** Start Supplied material **

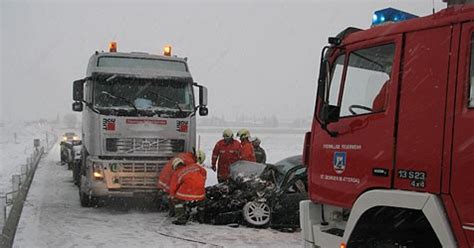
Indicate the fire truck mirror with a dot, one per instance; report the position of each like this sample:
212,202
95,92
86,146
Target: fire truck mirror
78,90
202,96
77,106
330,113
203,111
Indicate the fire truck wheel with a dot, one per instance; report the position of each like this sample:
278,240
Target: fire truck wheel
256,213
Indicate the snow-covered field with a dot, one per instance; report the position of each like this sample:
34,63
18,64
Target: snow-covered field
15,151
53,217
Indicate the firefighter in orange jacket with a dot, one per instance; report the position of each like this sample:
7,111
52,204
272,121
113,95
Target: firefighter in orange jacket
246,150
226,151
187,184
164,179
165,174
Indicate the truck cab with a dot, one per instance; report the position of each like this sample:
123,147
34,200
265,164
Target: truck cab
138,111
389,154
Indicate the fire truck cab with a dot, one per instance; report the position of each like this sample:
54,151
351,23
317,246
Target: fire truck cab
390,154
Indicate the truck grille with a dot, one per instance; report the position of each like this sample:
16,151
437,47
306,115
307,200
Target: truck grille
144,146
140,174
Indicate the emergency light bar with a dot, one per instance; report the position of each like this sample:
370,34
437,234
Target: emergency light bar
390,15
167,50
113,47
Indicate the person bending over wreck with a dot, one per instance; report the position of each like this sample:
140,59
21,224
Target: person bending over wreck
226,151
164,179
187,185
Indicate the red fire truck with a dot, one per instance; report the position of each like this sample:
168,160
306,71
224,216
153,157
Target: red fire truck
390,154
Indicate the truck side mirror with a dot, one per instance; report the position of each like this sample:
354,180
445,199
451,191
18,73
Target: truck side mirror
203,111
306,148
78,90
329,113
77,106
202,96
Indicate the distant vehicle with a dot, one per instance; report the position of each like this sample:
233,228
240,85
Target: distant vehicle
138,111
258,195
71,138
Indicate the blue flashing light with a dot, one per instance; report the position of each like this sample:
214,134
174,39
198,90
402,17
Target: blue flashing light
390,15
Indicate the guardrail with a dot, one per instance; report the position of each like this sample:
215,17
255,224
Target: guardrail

** End Supplied material **
** Start Supplied material **

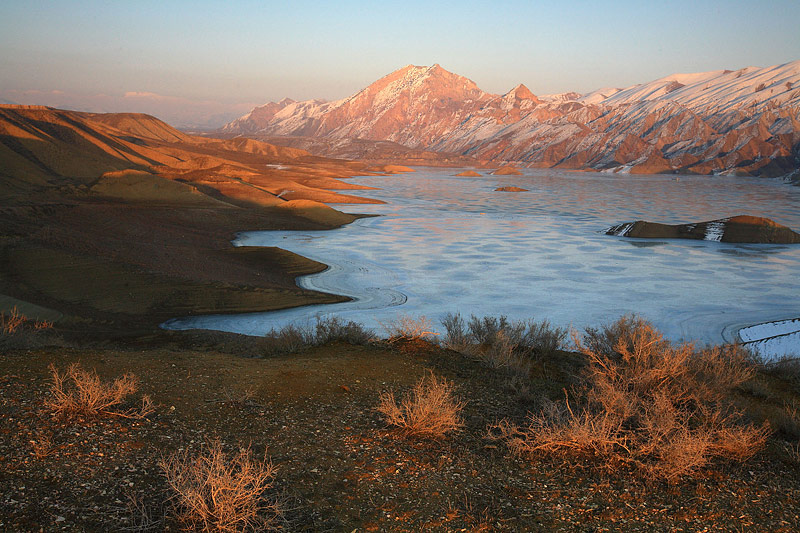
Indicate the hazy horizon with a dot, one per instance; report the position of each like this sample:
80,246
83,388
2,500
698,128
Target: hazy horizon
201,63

** End Supplied material **
** Start Supplied material **

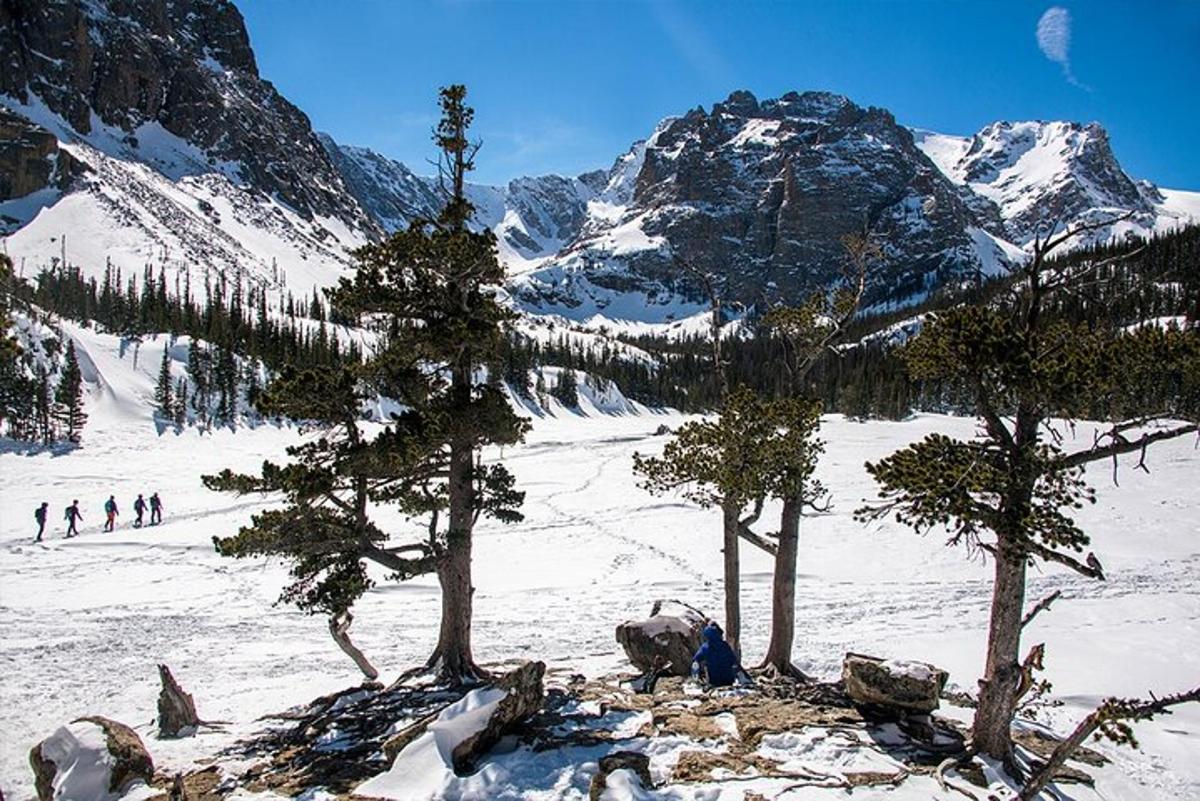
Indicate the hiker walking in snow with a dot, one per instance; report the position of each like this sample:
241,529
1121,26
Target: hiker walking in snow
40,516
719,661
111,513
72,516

** End Supplied material **

=== What you have to do ===
Count the lines in the items above that contain the string "firefighter", treating uppercase and lowercase letters as different. Reply with the number alone.

=== Expected answer ===
2